La banda regresó al país para tocar en Vélez y demostrar que ningún obstáculo podrá detenerla
Con talento, con tiempo y con trabajo uno logra convertirse en leyenda, y a partir de ahí se abren dos caminos. Está la posibilidad de echarse a disfrutar de una bien ganada incondicionalidad, dando shows correctos con todos los grandes éxitos, sabiendo que de una u otra forma el aplauso y el cachet seguirán llegando. Pero también se puede hacer lo que hace Iron Maiden : sobreponerse al diagnóstico de cáncer de su frontman sacando un gran disco nuevo ¡doble! (The Book of Souls, 2015), salir por el mundo a presentarlo tocando seis de sus temas en un setlist de quince (y de alguna manera lograr que esa media docena de canciones no sean un "descanso", sino puntos altos de los conciertos, casi a la altura de cualquier hit), con un sonido impecable, una puesta en escena que impresiona y una juventud física y espiritual que pone en vergüenza a más de un muchachito del momento. Nadie les reprocharía nada si decidieran patearla al corner y pasar a cobrar, pero la realidad es otra: en 2016, con todos los palos de la vida encima, Maiden se sube a un escenario y es... increíble.

Entradas guardadas

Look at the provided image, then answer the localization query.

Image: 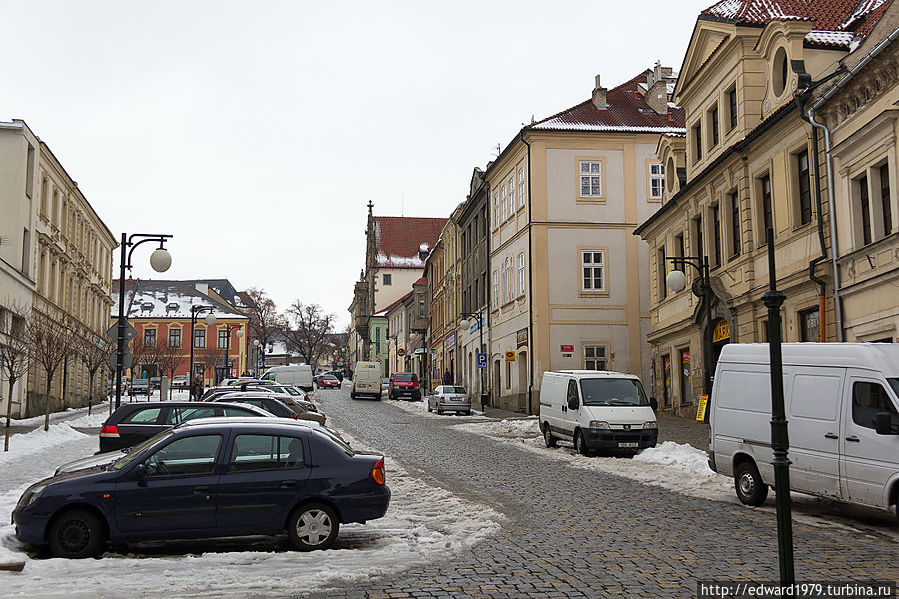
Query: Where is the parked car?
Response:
[388,372,421,401]
[427,385,471,414]
[13,418,390,558]
[709,343,899,509]
[540,370,659,455]
[207,392,326,425]
[100,401,274,453]
[318,374,340,389]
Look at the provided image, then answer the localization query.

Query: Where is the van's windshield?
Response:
[581,378,649,406]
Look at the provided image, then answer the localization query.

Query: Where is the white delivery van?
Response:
[709,343,899,509]
[540,370,659,455]
[262,364,312,392]
[350,362,381,399]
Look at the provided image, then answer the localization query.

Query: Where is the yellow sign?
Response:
[712,318,730,343]
[696,395,709,422]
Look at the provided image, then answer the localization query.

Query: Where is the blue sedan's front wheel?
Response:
[287,503,340,551]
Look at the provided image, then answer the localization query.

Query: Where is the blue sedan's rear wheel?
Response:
[49,510,106,559]
[287,503,340,551]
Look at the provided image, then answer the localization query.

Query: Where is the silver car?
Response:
[428,385,471,414]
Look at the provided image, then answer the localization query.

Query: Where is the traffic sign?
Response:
[106,318,137,343]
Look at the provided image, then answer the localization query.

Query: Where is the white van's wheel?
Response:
[543,422,556,447]
[734,462,768,506]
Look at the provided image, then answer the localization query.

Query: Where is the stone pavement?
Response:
[312,391,899,599]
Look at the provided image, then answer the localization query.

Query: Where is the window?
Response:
[649,162,665,200]
[518,254,524,295]
[228,435,304,472]
[879,164,893,237]
[727,191,740,258]
[759,173,774,246]
[581,250,606,291]
[146,435,222,476]
[856,175,871,245]
[693,123,702,162]
[580,160,602,198]
[518,166,524,208]
[796,150,812,225]
[799,308,821,341]
[712,204,721,266]
[709,104,718,147]
[852,381,899,429]
[584,345,608,370]
[724,84,737,130]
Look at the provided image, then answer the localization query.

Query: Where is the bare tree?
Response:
[78,333,112,414]
[0,302,32,451]
[31,313,75,431]
[284,300,336,368]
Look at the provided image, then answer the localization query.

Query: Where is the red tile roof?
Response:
[701,0,892,46]
[372,216,447,268]
[529,70,684,133]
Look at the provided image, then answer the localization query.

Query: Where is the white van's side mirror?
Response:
[874,412,899,435]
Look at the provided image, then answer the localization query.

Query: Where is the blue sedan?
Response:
[12,418,390,558]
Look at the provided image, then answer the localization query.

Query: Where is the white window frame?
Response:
[580,249,608,291]
[578,160,602,198]
[583,343,609,370]
[649,162,665,200]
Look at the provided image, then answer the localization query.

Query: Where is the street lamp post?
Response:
[188,306,215,394]
[116,233,172,408]
[459,312,487,409]
[224,324,243,378]
[665,256,712,404]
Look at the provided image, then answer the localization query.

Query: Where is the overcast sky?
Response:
[0,0,713,325]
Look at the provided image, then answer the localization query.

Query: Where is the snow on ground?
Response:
[0,423,503,599]
[453,416,899,542]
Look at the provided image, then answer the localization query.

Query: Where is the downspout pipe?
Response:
[518,129,535,414]
[807,27,899,342]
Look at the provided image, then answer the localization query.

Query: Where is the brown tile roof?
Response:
[528,70,684,133]
[701,0,892,47]
[372,216,447,268]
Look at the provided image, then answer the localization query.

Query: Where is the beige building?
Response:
[486,66,684,412]
[637,0,884,415]
[0,120,117,416]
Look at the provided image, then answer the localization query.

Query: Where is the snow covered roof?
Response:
[372,216,447,268]
[528,70,686,134]
[701,0,891,47]
[110,279,247,318]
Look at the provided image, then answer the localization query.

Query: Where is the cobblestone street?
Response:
[317,389,897,599]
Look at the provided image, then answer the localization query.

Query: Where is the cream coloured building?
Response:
[486,66,684,413]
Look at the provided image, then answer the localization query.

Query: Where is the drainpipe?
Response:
[807,27,899,342]
[516,129,535,414]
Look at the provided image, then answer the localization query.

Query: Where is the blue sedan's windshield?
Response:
[581,378,649,406]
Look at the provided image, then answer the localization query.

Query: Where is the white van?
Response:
[540,370,659,455]
[350,362,381,399]
[262,364,312,392]
[709,343,899,509]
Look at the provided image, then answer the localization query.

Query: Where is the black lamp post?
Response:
[188,306,215,394]
[116,233,172,408]
[459,312,487,409]
[665,256,713,400]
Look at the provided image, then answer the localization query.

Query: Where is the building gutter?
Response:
[806,27,899,342]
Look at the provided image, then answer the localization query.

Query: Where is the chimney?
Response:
[593,75,609,110]
[643,61,671,114]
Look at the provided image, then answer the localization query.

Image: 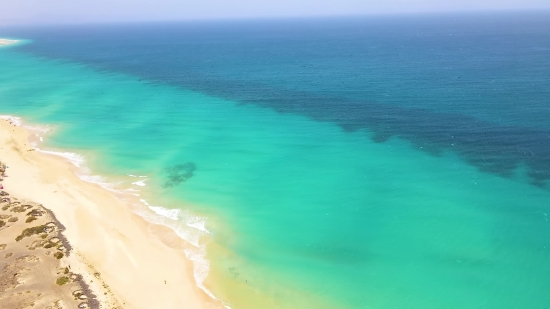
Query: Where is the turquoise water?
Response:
[0,13,550,309]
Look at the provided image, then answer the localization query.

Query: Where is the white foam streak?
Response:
[132,179,147,187]
[0,115,22,127]
[137,199,224,308]
[36,148,85,167]
[0,115,226,309]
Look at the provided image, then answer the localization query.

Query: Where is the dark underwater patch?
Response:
[162,162,197,188]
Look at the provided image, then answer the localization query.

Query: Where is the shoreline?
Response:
[0,117,224,309]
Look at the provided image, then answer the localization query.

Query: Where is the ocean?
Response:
[0,12,550,309]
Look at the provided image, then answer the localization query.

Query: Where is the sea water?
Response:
[0,13,550,309]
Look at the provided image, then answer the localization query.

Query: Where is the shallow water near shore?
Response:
[0,12,550,309]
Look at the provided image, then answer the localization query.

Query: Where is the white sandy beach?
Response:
[0,116,221,309]
[0,38,19,46]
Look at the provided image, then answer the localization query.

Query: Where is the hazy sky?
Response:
[0,0,550,24]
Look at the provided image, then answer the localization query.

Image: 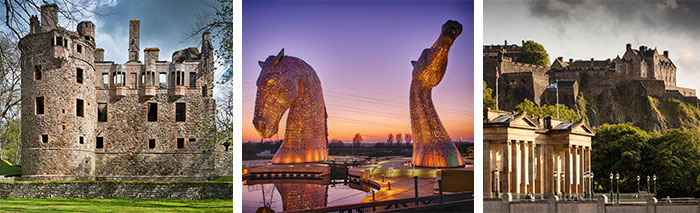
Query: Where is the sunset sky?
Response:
[242,1,474,142]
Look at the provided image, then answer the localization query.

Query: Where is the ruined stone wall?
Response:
[95,59,217,180]
[19,28,95,180]
[0,181,233,199]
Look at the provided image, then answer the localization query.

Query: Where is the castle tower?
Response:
[129,20,141,61]
[19,4,97,180]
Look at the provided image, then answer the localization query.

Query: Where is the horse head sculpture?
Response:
[253,49,328,164]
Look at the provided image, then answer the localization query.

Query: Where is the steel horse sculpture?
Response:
[410,20,464,167]
[253,49,328,164]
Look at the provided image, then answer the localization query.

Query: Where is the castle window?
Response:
[148,103,158,122]
[158,72,168,88]
[75,99,85,117]
[177,138,185,149]
[34,65,41,80]
[34,97,44,115]
[95,137,104,149]
[175,103,187,122]
[190,72,197,88]
[97,103,107,122]
[102,73,109,89]
[75,68,83,84]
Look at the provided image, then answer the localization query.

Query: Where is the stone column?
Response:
[564,145,571,193]
[500,140,512,193]
[571,146,579,193]
[483,140,496,197]
[520,141,529,194]
[578,146,588,193]
[527,141,537,194]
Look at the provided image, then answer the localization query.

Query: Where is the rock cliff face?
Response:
[576,85,700,132]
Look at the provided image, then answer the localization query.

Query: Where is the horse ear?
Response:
[272,48,284,66]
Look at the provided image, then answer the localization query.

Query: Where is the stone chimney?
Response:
[29,15,41,34]
[78,21,95,41]
[129,20,141,61]
[41,4,58,32]
[143,48,160,65]
[95,48,105,61]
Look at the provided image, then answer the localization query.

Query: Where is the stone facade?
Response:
[19,4,231,180]
[483,41,700,109]
[483,110,595,197]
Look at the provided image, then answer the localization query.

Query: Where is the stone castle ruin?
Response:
[483,41,700,110]
[19,4,231,180]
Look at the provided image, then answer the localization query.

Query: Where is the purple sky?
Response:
[242,0,474,142]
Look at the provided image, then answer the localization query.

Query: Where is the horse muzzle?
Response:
[253,117,277,138]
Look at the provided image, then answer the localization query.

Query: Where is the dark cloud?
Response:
[528,0,700,35]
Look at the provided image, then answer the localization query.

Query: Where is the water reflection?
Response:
[243,179,373,212]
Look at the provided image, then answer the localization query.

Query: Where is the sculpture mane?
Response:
[253,49,328,164]
[410,20,464,167]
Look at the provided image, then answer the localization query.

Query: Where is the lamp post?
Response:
[588,171,595,198]
[615,172,620,204]
[493,167,501,198]
[647,175,650,193]
[654,174,656,197]
[552,170,559,195]
[610,172,615,199]
[581,171,589,198]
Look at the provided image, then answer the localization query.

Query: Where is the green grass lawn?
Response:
[0,198,233,212]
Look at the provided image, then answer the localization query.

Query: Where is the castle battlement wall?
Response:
[19,5,231,180]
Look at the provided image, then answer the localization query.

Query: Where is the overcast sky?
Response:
[484,0,700,89]
[242,0,474,142]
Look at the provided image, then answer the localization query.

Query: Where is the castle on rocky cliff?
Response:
[483,41,700,109]
[19,4,231,180]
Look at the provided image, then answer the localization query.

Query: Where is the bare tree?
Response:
[404,133,413,145]
[186,0,233,84]
[0,33,21,164]
[396,133,403,147]
[386,133,394,147]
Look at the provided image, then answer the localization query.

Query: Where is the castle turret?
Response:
[129,20,141,61]
[41,4,58,32]
[19,4,96,180]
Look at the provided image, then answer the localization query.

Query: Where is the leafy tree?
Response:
[483,82,496,109]
[515,99,581,121]
[515,41,549,66]
[642,129,700,197]
[591,123,651,192]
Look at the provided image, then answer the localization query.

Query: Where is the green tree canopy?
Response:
[591,123,700,197]
[483,82,496,109]
[515,41,549,66]
[515,99,581,121]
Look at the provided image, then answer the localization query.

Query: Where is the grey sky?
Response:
[91,0,218,64]
[484,0,700,89]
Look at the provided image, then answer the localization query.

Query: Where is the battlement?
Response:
[19,4,226,180]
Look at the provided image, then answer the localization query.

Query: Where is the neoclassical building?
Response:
[484,110,595,197]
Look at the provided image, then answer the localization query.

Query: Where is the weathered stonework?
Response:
[19,5,231,180]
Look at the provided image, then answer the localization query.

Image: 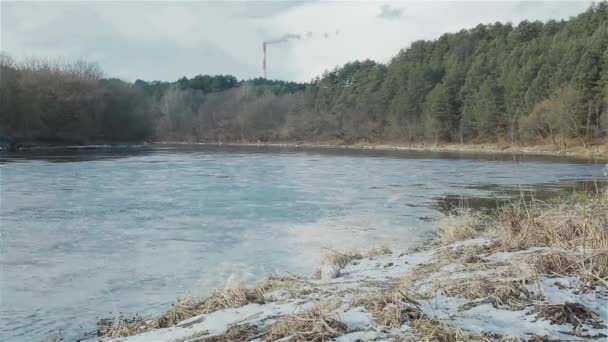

**Ejercicios propuestos**.
**1)** Responde con datos del texto sobre Iron Maiden:
(a) ¿Dónde tocó la banda al regresar al país?
(b) ¿Cómo se titula el disco nuevo y en qué año salió?
(c) ¿Cuántas canciones de ese disco incluye el setlist y cuántas tiene en total?
**2)** Prosigue el texto sobre Iron Maiden a partir del punto en que termina.

**Respuestas esperadas**.
**1)**
(a) En Vélez.
(b) The Book of Souls, de 2015.
(c) Seis canciones de un setlist de quince.

**2)**
No está en la esencia del grupo dejarse doblegar. Así como el Ed Force One se la dio contra un tractor y quedó varado en Chile pero igual los equipos llegaron en tiempo y forma ("Lo logramos porque tenemos la mejor crew del mundo", dice Bruce Dickinson antes de tocar "Children of the Damned", porque además es generoso con los laburantes), el primer alarido de "If Eternity Should Fall" deja en claro que esa garganta no iba a permitir que ninguna enfermedad la melle. Bruce está intacto en su rol de vocalista, actor y maestro de ceremonias, corriendo por las falsas ruinas mayas del escenario sin descuidar un agudo. Mientras, en "Speed of Light" el baterista Nicko McBrain le da paso al solo (tocado en turnos por el triple ataque de guitarras) con un redoble de tambores que suena virtuoso pero a la vez se ve como en cámara lenta, y demuestra que el suyo es el lugar opuesto al de Dickinson: él está para aportar aplomo, no pirotecnia.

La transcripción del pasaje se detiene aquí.